Write all of the entries again. Keep them exactly as they are.

_____

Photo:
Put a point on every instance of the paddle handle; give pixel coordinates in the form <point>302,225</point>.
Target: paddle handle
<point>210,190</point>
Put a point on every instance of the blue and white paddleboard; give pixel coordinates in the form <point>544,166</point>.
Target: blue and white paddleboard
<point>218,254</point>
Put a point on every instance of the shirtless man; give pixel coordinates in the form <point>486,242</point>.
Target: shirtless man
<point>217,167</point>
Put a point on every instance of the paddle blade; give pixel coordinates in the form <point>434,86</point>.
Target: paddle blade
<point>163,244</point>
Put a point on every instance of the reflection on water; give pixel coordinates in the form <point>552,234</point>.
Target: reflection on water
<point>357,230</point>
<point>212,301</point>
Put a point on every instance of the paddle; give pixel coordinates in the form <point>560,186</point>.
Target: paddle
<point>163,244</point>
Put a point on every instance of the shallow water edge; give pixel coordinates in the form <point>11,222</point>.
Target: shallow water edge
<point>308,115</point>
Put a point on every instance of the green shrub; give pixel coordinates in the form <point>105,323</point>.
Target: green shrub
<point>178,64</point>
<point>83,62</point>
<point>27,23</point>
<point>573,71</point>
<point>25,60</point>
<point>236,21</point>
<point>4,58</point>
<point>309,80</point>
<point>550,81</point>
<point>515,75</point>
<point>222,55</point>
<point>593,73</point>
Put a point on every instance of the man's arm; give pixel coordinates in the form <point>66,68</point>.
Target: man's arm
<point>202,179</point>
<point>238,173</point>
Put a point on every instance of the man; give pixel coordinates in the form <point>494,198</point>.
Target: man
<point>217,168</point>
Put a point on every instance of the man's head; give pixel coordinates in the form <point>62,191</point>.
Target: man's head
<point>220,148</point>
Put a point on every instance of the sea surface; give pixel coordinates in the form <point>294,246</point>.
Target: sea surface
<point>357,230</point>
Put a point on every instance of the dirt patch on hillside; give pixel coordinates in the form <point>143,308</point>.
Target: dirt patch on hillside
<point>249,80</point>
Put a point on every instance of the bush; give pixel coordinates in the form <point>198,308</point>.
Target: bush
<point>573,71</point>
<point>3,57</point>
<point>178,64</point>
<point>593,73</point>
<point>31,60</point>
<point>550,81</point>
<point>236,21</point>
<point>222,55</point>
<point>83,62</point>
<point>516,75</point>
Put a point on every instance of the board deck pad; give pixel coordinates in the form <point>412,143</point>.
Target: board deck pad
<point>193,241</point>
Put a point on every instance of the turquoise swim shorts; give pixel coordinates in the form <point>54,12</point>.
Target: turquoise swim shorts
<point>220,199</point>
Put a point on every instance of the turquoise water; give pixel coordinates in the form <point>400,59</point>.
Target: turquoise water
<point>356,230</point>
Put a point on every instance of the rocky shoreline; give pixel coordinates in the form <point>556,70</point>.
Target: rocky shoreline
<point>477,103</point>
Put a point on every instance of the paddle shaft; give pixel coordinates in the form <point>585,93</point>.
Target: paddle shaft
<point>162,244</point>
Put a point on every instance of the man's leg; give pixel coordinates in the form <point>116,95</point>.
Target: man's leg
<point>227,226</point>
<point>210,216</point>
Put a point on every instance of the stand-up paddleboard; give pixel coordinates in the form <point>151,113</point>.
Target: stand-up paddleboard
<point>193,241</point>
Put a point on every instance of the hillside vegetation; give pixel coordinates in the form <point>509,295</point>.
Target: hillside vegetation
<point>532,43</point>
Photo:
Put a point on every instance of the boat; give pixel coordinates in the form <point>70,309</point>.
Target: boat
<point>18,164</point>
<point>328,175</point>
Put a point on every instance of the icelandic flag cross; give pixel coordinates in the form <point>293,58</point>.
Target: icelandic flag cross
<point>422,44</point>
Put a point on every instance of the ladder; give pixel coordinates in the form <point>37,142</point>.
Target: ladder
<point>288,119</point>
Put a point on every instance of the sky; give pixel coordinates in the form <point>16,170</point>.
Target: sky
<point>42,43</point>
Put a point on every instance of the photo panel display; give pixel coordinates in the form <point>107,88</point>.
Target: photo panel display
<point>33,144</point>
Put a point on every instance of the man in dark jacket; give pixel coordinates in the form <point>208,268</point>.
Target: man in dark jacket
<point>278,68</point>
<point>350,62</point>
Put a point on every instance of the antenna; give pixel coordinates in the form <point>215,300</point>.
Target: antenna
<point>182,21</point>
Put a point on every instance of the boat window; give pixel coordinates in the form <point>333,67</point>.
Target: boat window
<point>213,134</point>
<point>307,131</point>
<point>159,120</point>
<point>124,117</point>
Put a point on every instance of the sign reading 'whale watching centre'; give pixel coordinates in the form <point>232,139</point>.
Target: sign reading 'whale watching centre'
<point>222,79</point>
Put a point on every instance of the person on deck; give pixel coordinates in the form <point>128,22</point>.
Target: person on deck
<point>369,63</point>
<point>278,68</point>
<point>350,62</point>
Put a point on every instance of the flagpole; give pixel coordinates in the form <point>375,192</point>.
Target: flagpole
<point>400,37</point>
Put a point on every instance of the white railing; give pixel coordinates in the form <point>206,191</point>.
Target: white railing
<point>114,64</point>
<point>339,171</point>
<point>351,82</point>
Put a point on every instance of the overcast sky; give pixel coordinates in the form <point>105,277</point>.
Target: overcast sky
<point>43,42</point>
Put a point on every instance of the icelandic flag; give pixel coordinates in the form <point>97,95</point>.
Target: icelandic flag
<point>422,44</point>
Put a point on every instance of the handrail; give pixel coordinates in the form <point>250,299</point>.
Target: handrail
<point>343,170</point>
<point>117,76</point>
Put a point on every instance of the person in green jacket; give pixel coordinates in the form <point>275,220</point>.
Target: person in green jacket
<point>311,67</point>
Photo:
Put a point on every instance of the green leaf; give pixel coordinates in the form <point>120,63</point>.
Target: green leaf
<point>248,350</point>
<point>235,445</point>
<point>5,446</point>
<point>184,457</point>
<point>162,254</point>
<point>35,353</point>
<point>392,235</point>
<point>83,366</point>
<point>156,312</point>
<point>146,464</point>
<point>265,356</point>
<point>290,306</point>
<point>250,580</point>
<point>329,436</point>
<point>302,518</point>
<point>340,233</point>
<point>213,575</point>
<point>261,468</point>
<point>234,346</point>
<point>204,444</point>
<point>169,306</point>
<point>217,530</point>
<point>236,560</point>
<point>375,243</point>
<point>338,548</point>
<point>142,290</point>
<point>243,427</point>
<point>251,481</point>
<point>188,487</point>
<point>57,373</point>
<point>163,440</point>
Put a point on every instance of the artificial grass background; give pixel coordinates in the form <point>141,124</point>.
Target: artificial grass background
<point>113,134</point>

_____

:: Answer box ::
Photo:
Put a point on every instance of the paddle handle; give pixel coordinates in the form <point>302,225</point>.
Target: paddle handle
<point>210,190</point>
Put a point on every instance of the blue and white paddleboard; give pixel coordinates in the form <point>544,166</point>.
Target: blue and white paddleboard
<point>218,254</point>
Put a point on every instance of the shirtless man; give pixel coordinates in the form <point>486,242</point>.
Target: shirtless man
<point>217,167</point>
Put a point on every instance of the paddle blade; give pixel coordinates in the form <point>434,86</point>.
Target: paddle blade
<point>163,244</point>
Put a point on every instance of the reflection on water; give pixel coordinates in the form <point>552,234</point>.
Target: reflection on water
<point>357,230</point>
<point>212,301</point>
Put a point on every instance of the paddle; give pixel coordinates in the form <point>560,186</point>.
Target: paddle
<point>163,244</point>
Put a point on every instance of the shallow water edge; give pixel coordinates in the form <point>11,222</point>.
Target: shallow water edge
<point>308,115</point>
Put a point on every instance of the green shrub; give pixel coordinates in the form <point>105,323</point>.
Target: green shrub
<point>178,64</point>
<point>83,62</point>
<point>27,23</point>
<point>573,71</point>
<point>25,60</point>
<point>236,21</point>
<point>4,58</point>
<point>309,80</point>
<point>550,81</point>
<point>515,75</point>
<point>222,55</point>
<point>593,73</point>
Put a point on every instance of the man's arm; give pixel coordinates in the form <point>66,68</point>.
Target: man's arm
<point>202,179</point>
<point>238,173</point>
Put a point on every instance of the man; give pixel coordinates in the form <point>494,198</point>.
Target: man
<point>217,168</point>
Put a point on every instance of the man's head; give pixel coordinates in the form <point>62,191</point>.
Target: man's head
<point>220,148</point>
Put a point on every instance of the sea surface; give pixel coordinates in the form <point>294,246</point>.
Target: sea surface
<point>357,230</point>
Put a point on every instance of the dirt patch on hillside; give pixel coordinates in the form <point>143,308</point>.
Target: dirt patch on hillside
<point>249,80</point>
Put a point on every instance of the bush; give pixel coordinates in the form <point>198,308</point>.
Target: bush
<point>573,71</point>
<point>3,57</point>
<point>178,64</point>
<point>593,73</point>
<point>31,60</point>
<point>550,81</point>
<point>236,21</point>
<point>222,55</point>
<point>83,62</point>
<point>516,75</point>
Put a point on every instance of the board deck pad; give pixel coordinates in the form <point>412,143</point>.
Target: board deck pad
<point>193,241</point>
Put a point on every instance of the turquoise swim shorts; give pixel coordinates in the form <point>54,12</point>.
Target: turquoise swim shorts
<point>220,199</point>
Put a point on every instance of the turquoise water; give pixel coordinates in the form <point>400,59</point>.
Target: turquoise water
<point>356,230</point>
Put a point on every instance of the rocky shoreline; give pixel coordinates in the form <point>556,70</point>.
Target: rocky shoreline
<point>477,103</point>
Put a point on every instance of the paddle shaft; give pixel coordinates in the form <point>585,93</point>.
Target: paddle shaft
<point>162,244</point>
Put a point on every instance of the man's leg; give pixel coordinates in the form <point>116,95</point>.
Target: man's leg
<point>227,226</point>
<point>210,216</point>
Put a point on every instance of the stand-up paddleboard; give pixel coordinates in the form <point>151,113</point>.
Target: stand-up paddleboard
<point>193,241</point>
Put a point on every instance of the hillside vegetation; give pixel coordinates in the form <point>509,295</point>.
Target: hillside vegetation
<point>532,43</point>
Photo:
Put a point on every instance of the boat; give pixel coordinates in the form <point>70,309</point>.
Target: boat
<point>18,164</point>
<point>328,175</point>
Put a point on every instance of the icelandic flag cross; give pixel coordinates in the form <point>293,58</point>.
Target: icelandic flag cross
<point>422,44</point>
Put a point on every instance of the ladder; give pixel coordinates in the form <point>37,142</point>.
Target: ladder
<point>288,119</point>
Put a point on every instance of the sky; give pixel coordinates in the form <point>16,170</point>.
Target: sky
<point>42,43</point>
Put a point on every instance of the photo panel display; give pixel coordinates in the form <point>107,88</point>.
Target: photo panel display
<point>33,144</point>
Put a point on every instance of the man in dark jacket; give pixel coordinates in the form <point>208,268</point>.
Target: man in dark jacket
<point>278,68</point>
<point>350,62</point>
Put a point on every instance of the antenna; give pixel coordinates in the form <point>215,300</point>.
Target: antenna
<point>182,21</point>
Put a point on every instance of the boat window; give pixel coordinates in the form <point>333,67</point>.
Target: boat window
<point>213,134</point>
<point>307,131</point>
<point>159,120</point>
<point>124,117</point>
Put a point on every instance of the sign reading 'whale watching centre'; give pixel coordinates in the form <point>232,139</point>.
Target: sign reading 'whale watching centre'
<point>222,79</point>
Put a point on every instance of the person on deck; give pixel coordinates in the form <point>128,22</point>.
Target: person on deck
<point>369,63</point>
<point>278,68</point>
<point>350,62</point>
Put a point on every instance of the flagpole; give pixel coordinates in the form <point>375,192</point>.
Target: flagpole
<point>400,37</point>
Put a point on every instance of the white railing; give pixel coordinates in the form <point>206,191</point>.
Target: white railing
<point>114,64</point>
<point>339,171</point>
<point>351,82</point>
Put a point on every instance of the overcast sky; give pixel coordinates in the form <point>105,277</point>.
Target: overcast sky
<point>43,42</point>
Put a point on every instance of the icelandic flag; give pixel coordinates in the form <point>97,95</point>.
Target: icelandic flag
<point>422,44</point>
Put a point on every instance of the handrail; give pixel coordinates in the form <point>250,299</point>.
Target: handrail
<point>343,170</point>
<point>117,76</point>
Put a point on every instance of the person in green jacket; give pixel coordinates in the form <point>275,220</point>.
Target: person in green jacket
<point>311,67</point>
Photo:
Put a point on every instance of the green leaf; give pixel coordinates in the form <point>120,63</point>.
Target: green leaf
<point>248,350</point>
<point>235,445</point>
<point>5,446</point>
<point>184,457</point>
<point>162,254</point>
<point>35,353</point>
<point>392,235</point>
<point>83,366</point>
<point>156,312</point>
<point>146,464</point>
<point>265,356</point>
<point>290,306</point>
<point>250,580</point>
<point>329,436</point>
<point>302,518</point>
<point>340,233</point>
<point>213,575</point>
<point>261,468</point>
<point>234,346</point>
<point>204,444</point>
<point>169,306</point>
<point>217,530</point>
<point>236,560</point>
<point>375,243</point>
<point>338,548</point>
<point>142,290</point>
<point>243,427</point>
<point>251,481</point>
<point>188,487</point>
<point>57,373</point>
<point>163,440</point>
Put a point on every instance of the artificial grass background; give pixel coordinates in the form <point>141,124</point>.
Target: artificial grass background
<point>113,134</point>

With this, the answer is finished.